Please print the records below exactly as they are.

>>

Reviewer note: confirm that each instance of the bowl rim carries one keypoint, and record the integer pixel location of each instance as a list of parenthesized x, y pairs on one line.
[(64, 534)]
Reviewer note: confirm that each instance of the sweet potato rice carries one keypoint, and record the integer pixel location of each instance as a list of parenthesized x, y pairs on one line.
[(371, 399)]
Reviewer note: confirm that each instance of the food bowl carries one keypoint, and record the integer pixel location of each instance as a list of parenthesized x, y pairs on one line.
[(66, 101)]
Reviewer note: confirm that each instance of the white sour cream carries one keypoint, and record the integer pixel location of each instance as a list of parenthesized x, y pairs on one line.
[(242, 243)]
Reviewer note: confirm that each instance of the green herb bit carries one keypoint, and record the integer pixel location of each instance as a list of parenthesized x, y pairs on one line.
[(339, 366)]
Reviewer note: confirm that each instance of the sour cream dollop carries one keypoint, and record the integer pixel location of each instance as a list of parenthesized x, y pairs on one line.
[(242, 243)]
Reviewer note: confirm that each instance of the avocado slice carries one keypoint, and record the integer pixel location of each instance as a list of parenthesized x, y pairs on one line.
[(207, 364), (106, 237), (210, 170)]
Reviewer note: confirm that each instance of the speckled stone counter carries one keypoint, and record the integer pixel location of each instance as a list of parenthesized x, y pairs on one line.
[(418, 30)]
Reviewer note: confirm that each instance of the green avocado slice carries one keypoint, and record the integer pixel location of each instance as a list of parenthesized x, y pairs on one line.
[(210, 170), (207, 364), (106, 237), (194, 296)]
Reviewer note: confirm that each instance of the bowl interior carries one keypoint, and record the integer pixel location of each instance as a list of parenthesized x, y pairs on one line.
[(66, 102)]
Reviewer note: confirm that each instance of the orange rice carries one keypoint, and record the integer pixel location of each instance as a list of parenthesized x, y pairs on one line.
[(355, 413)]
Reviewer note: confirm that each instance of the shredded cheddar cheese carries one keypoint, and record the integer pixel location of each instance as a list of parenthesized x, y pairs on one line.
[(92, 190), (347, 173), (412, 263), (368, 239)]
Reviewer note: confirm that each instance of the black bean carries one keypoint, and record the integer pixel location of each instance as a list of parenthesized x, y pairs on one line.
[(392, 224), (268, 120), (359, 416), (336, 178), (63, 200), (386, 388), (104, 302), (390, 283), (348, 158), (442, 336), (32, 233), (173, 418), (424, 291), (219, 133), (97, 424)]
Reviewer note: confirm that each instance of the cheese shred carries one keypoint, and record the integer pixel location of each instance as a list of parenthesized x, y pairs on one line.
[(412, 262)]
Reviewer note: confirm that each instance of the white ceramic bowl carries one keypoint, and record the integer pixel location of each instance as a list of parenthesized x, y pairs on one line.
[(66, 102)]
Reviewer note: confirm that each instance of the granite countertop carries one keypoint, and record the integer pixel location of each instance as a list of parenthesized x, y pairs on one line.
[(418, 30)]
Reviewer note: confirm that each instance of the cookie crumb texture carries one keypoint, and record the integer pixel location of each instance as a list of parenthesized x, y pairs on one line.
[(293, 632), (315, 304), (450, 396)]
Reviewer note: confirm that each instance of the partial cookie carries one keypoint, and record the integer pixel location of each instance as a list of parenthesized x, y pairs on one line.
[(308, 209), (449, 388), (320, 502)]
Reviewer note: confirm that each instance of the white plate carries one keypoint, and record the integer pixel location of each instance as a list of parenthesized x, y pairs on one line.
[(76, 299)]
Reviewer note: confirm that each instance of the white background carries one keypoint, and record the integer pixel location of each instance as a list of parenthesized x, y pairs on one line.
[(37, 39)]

<<

**Written answer**
Reviewer note: confirm that each instance of the bowl rim carries one keypoint, and record the integer pixel location of each instance as a list of parenthesized x, y pairs on one line.
[(64, 534)]
Reviewer note: confirm that each instance of the sweet potato rice carries one keypoint, and record the integer pixel location of each instance as a list of parenthesized x, y pairs on one line.
[(371, 399)]
Reviewer note: confirm that each instance of the food bowl carries one keypoint, and record the integer pixel location of each instance as a list of parenthesized x, y pairs on one line.
[(66, 101)]
Reviewer note: confirm that each instance of the white sour cream carries one keypoint, and record the integer pixel location of each instance as a list of parenthesized x, y pairs on one line.
[(242, 243)]
Reviewer note: confirm that each instance of the green herb bit carries one keypoint, and record the integer pixel location of each instance as a list of parenthesized x, y pairs on one line.
[(339, 366)]
Reviewer note: confirm that each instance of the sour cream dollop carries one keypoint, and record the integer pixel location of each instance as a list of parenthesized x, y pairs on one line.
[(242, 243)]
Reviewer note: confirm that each instance of the avocado slice carries one keypoint, and record the integer pixel location of each instance as a list of parenthesized x, y pairs on one line.
[(207, 364), (106, 237), (210, 170)]
Reviewer note: confirm that each instance of the speckled stone counter carries one keypoint, and record the integer pixel location of each instance as a list of parenthesized x, y pairs on one line.
[(418, 30)]
Reviewer note: confirm that each instance of the green avocado slice carries one keypoint, and record the integer pixel location of each instance as a list of parenthesized x, y pairs on one line.
[(210, 170), (207, 364), (106, 237), (194, 296)]
Reviewer note: confirm that each instance of the bowl interior carries one keypoint, and record the integer pixel location of each instance as a list of parenthesized x, y pairs on one line.
[(66, 102)]
Reviewer note: confirm that each instance of the orange rice carries one keypoint, and record the integer pixel location of each instance as a list of parenthesized x, y pairs on one line.
[(355, 413)]
Reviewer note: confirm that each instance of the shredded cheddar cheese carries one keypoint, and record the integer pixel location of each instance as a list of parenthesized x, y pairs on one line.
[(92, 190), (347, 173), (412, 263), (368, 239)]
Reviewer note: confirm that each instance of the black bean carries one keypoint, and record the integer pixel location of each instance as a list of parenthesized x, y pairs on one line.
[(392, 224), (268, 120), (359, 416), (336, 178), (63, 200), (386, 388), (104, 302), (390, 283), (348, 158), (442, 336), (32, 233), (173, 418), (424, 291), (219, 133), (97, 424)]
Reviewer note: confirm that each instance of the cheese shred carries one keypoint, and record the integer pixel location of each instance as a list of parenthesized x, y pairs on one line.
[(412, 262)]
Reviewer note: confirm that each instance of the white ceramic bowl carries one keypoint, and record the integer pixel location of each instance as a list of parenthesized x, y pairs on one line.
[(66, 102)]
Reviewer note: confirm that each instance of the granite countertop carries one keypoint, and record the integer pixel location of each instance as a list of parenthesized x, y pairs on one line.
[(418, 30)]
Reviewer note: confirm that each instance of the cookie crumb texture carries one keypoint, and record the integer pixel location of each instance as a list of parenthesized x, y pairs on one line.
[(293, 632), (315, 304), (450, 396)]
Reviewer note: confirm that each instance of the partial cookie carries one keypoint, and record the integer pixel location of each instance as a list of parenthesized x, y pairs on one line.
[(308, 209), (449, 388), (320, 502)]
Reviewer note: confirm that each instance of the white plate carries one keypoint, and record the integer pixel location of each instance as a list of parenthesized x, y pairs on one line.
[(76, 299)]
Reviewer note: confirm that each instance of the white background carries one keypoint, and record the integer pixel location of each instance as a list of parenthesized x, y pairs on one line.
[(37, 39)]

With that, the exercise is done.